**Quoted text**
────────────────────
Through his constant municipal activity, and particularly through his boons affecting religion, Hadrian ensured that the beneficent image of the Roman emperor was inextricably woven into the patterns of daily life in cities of the Roman world. Valorization of urban life and acknowledgment of the emperor's supremacy are the most universal markers of what it meant to be Roman during the Empire, not temples to Jupiter Optimus Maximus, amphitheaters, the use of Latin, or even the diffusion of Roman citizenship.53 Just as important as reinforcing a basis for cohesion of the immense Roman world, however, Hadrian's benefactions encouraged civic munificence, including the assumption of obligatory civic duties (now often termed liturgies), on the part of the municipal elites. His travels, ceaseless correspondence, and reception of embassies, often even his largesse itself, were mediated by cities' grandees, whose social and political standing was concomitantly advanced by their association with the emperor.
Hadrian's general laws affecting cities seem to have promoted civic pride. He introduced a senatus consultum that confirmed legacies could be left to any city in the empire (Ulp. Reg. 24.28).54 He prohibited demolition of houses for the purpose of transferring their materials to another city (HA, Hadr. 18.2), evincing general concern for the physical appearance of cities.55 He issued an edict (CodJ 10.40.7), according to which local citizenship was created by origo (normally descent from a male citizen of a town, e.g., CodJ 10.39.3), manumission by a citizen of the town, adlection, or adoption; status of incolae arose from the establishment of domicilium (place of residence) in a city (cf. Ulp. 1.2 ad ed., Dig. 50.1.1pr.).56 Hadrian thus reaffirmed individuals' legal ties to towns, as he did when promoting a man to citizenship in a second town (chapter 4). Hadrian also gave legal privileges to decurions, which served to reward these town councillors for their service (Dig. 48.19.15).57 Although he cannot be proved responsible for distinguishing Latin rights into "greater" and "lesser" Latin rights (Latium maius and Latium minus, with "greater Latin rights" awarding Roman citizenship to town decurions as well as magistrates),58 his laws concerning legacies to cities and decurions' privileges may have boosted local benefactions by members of municipal elites.59 The laws simultaneously increased the prestige of those who undertook municipal service and made it easier to benefit one's town materially. They facilitated the nexus of public service and public acclaim (often called "euergetism") that was characteristic of the Roman empire and essential to the health of cities and empire alike.60
Much more frequent and impressive than Hadrian's laws affecting all cities, however, were his direct interactions with individual cities outside of Rome: during Hadrian's twenty-one-year reign more than 130 cities received, in all, more than 210 marks of his favor. This book is the examination of those imperial interactions, divided according to general topics. As I show in chapter 2, the presentation of my evidence and methods, my approach has been largely determined by my sources. Romans celebrated Hadrian's municipal benefactions, whatever their guise, with the same words: beneficium, indulgentia, euergesia, and the like. Such undifferentiated terminology has persuaded me to examine comprehensively Hadrian's activities with cities outside Rome, rather than to concentrate exclusively on building donations or some other particular type of benefaction.
────────────────────
Source records:
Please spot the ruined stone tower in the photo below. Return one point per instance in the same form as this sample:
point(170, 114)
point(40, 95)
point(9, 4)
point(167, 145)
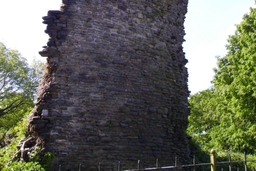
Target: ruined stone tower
point(116, 84)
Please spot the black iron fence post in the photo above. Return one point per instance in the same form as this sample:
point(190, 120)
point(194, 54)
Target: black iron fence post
point(213, 160)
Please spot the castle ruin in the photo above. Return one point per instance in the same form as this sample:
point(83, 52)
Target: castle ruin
point(115, 88)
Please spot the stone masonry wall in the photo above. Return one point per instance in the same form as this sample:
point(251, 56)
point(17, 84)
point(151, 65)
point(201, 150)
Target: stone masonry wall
point(116, 84)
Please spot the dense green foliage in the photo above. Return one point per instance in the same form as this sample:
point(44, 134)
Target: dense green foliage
point(224, 117)
point(18, 83)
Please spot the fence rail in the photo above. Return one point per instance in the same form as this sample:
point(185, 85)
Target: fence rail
point(212, 165)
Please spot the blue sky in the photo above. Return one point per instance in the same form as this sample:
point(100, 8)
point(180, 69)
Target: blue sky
point(208, 24)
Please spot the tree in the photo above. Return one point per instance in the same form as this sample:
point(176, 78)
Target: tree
point(18, 83)
point(232, 101)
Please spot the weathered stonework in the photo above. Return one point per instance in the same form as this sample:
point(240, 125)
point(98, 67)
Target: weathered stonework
point(116, 84)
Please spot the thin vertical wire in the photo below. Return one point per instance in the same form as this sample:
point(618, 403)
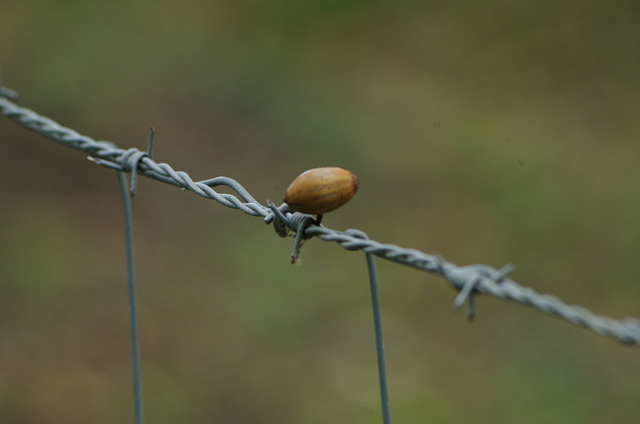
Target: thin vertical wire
point(377, 323)
point(133, 311)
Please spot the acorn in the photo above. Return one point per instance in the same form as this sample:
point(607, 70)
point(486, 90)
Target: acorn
point(321, 190)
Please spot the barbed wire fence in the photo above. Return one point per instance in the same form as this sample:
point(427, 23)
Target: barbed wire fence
point(468, 281)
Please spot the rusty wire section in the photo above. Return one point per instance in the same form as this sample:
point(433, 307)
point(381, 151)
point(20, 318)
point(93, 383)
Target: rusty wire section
point(467, 280)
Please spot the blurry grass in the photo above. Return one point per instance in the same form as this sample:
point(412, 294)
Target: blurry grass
point(488, 132)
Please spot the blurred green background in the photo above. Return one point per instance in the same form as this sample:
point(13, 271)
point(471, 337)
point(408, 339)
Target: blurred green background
point(490, 132)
────────────────────
**Stated problem 1**
Render the sentence "Hadrian's general laws affecting cities seem to have promoted civic pride." from the passage on Hadrian and the cities into Spanish.
**Stated problem 2**
Carry on the passage on Hadrian and the cities beyond its final sentence.
The source records have no connection to the passage on Hadrian and the cities.

**Response 1**
Las leyes generales de Adriano que afectaban a las ciudades parecen haber fomentado el orgullo cívico.

**Response 2**
Chapter 3 addresses one of the most frequent forms of Hadrian's personal dealings with cities, at least in the Latin West: his changes of civic status. In my investigation I discuss the functions and political life of cities in Italy and the provinces during the empire, the roles of the municipal elite, and the interactions of cities and the central power in Rome. The chapter thus delineates, albeit along broad lines, life in cities throughout Hadrian's empire. In chapter 4 I discuss other local administrative and economic changes Hadrian brought about in various cities by, for example, holding a local magistracy in absentia, appointing a curator aedium sacrarum (supervisor of sacred buildings) or a curator rei publicae (supervisor of a city) to oversee a town's sacred buildings or finances, redistributing land, or adding to citizen lists or town councils. Chapter 5 complements chapter 4 by presenting the evidence for Hadrian's alterations of a city's status vis-à-vis its surrounding region or Rome itself. The material includes Hadrian's modifications of a city's territory, his determination of a city's taxes, revenues, or grain supplies, his promotion or ratification of festivals in a city, and his grants of various civic titles not marking a change of city status.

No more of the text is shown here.